### Directions
Output the records word for word, from the very first line through the line containing "[384,136,402,150]", with both of those lines included.

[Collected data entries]
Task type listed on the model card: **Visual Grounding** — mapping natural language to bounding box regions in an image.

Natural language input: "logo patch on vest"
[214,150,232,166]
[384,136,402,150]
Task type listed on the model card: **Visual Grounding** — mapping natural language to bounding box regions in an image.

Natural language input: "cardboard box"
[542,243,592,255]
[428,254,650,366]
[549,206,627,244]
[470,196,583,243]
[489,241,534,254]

### Reply
Task type listed on the model card: **Visual Grounding** — mapping natural language to bounding box regions in an image.

Natural language input: "logo patch on vest"
[214,150,232,166]
[384,136,402,150]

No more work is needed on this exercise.